Short task 1:
Could you convert the lines in the listing below, from the one containing "Each instance receives one keypoint. Annotate the sunlit" through the end of the listing, inclusive, into a numbered list with blank lines left out?

Document segment:
╔══

There are many good ideas on this thread on how to get a puppy to accept crate training and you definitely want to try them, but it is important to remember that people raised dogs for decades without crates! I always used a small room, bathroom, sun porch etc before there was this "crate" world. Some dogs just do not like crates while others love their crates, want to be in them etc. You do need to find a way to confine a puppy but an expen with crate attached (use the cover on the crate and other tricks) or a bathroom with a gate across also work (you can put the crate in either). 

Puppy months are really hard until you find what works best for both of you. Also, a camera works to help reassure you that the puppy is fine when you leave, whether in a crate, or other kind of confined space. But crate training is just one way to raise a puppy! Some people only use them at night and use expens etc during day. (Cassie used her crate at night for about 8-9 months and then indicated she preferred being on the bed; her breeder does not use crates and she had to learn to sleep in one, but never liked it. I used the technique described above of putting it next to my bed, and putting my fingers thru the grates sometimes to calm her down. It was also a hard sided crate, not a wire one).


----------



## Yde (Oct 20, 2020)

╚══

Short task 2:
Can you carry on the forum post about crate training a puppy from the point where it stops?

Data lines:
╔══

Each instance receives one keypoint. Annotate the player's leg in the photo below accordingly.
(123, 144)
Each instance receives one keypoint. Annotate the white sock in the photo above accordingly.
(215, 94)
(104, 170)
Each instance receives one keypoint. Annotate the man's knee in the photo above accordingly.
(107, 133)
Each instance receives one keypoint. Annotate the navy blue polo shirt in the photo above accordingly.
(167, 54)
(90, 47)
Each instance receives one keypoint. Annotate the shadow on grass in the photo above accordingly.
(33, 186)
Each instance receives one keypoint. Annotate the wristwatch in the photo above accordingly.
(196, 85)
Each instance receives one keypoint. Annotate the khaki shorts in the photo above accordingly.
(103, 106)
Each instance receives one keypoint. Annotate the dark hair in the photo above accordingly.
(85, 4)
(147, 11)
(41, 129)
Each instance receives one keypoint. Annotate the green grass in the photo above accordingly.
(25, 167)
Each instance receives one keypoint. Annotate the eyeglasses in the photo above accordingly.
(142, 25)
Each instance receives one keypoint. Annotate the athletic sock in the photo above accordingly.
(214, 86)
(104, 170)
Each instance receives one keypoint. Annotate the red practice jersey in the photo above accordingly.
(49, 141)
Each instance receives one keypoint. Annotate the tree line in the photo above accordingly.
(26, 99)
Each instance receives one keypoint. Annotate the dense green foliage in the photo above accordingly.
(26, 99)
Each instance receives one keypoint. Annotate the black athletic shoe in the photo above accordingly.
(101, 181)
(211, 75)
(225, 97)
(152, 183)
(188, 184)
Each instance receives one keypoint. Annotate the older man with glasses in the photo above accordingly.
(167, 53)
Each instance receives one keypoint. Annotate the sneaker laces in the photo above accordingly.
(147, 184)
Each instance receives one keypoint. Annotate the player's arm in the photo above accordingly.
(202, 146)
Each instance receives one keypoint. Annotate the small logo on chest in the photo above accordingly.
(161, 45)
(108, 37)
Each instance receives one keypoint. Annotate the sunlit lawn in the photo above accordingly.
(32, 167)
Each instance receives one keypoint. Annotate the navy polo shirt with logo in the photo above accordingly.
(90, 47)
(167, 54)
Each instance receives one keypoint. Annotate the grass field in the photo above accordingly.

╚══

Expected output 1:
1. Each instance receives one keypoint. Annotate the sunlit lawn in the photo above accordingly.
2. (32, 167)
3. Each instance receives one keypoint. Annotate the navy polo shirt with logo in the photo above accordingly.
4. (90, 47)
5. (167, 54)
6. Each instance receives one keypoint. Annotate the grass field in the photo above accordingly.

Expected output 2:
Thank you! Oddly, exhaustion isn't correlated. He had a full day at daycare and still freaked out. He wakes up after about 2 hours (around midnight) and then the nightmare begins. I do think it's separation anxiety. He is currently in the living room (I'm in an apartment, it's just outside my bedroom door). Going to try crate back in the bedroom again.
The odd thing is, he was sleeping through the night in the living room crate for a few weeks, and then BAM. 
He's lucky he's so cute...


----------



## Yde (Oct 20, 2020)

BoosDad said:


> Your Brixton is adorable. Sorry to hear that you are having difficulties with crate training. Every dog has his/her own personality, and some just don't like being confined. In the case of Boo, he had the same problem. I found that he was more amenable to following my command, "go to your crate," if I made sure that he had a full day. If you have the financial means, you might consider doggy daycare. It worked wonders for Boo, and helped him become a good canine citizen. Now that he is a senior, of course, Boo insists on his own room and comfortable couch. He won't even look at his comfy crate. Go figure. I wish I had a magic answer for you. However, it sounds like you are doing the right things. Good luck.


Thank you! Oddly, exhaustion isn't correlated. He had a full day at daycare and still freaked out. He wakes up after about 2 hours (around midnight) and then the nightmare begins. I do think it's separation anxiety. He is currently in the living room (I'm in an apartment, it's just outside my bedroom door). Going to try crate back in the bedroom again.
The odd thing is, he was sleeping through the night in the living room crate for a few weeks, and then BAM. 
He's lucky he's so cute...


----------



## Yde (Oct 20, 2020)

Ricky Ricardo said:


> The fact that you are reaching out for help means you are NOT a "terrible dog mom."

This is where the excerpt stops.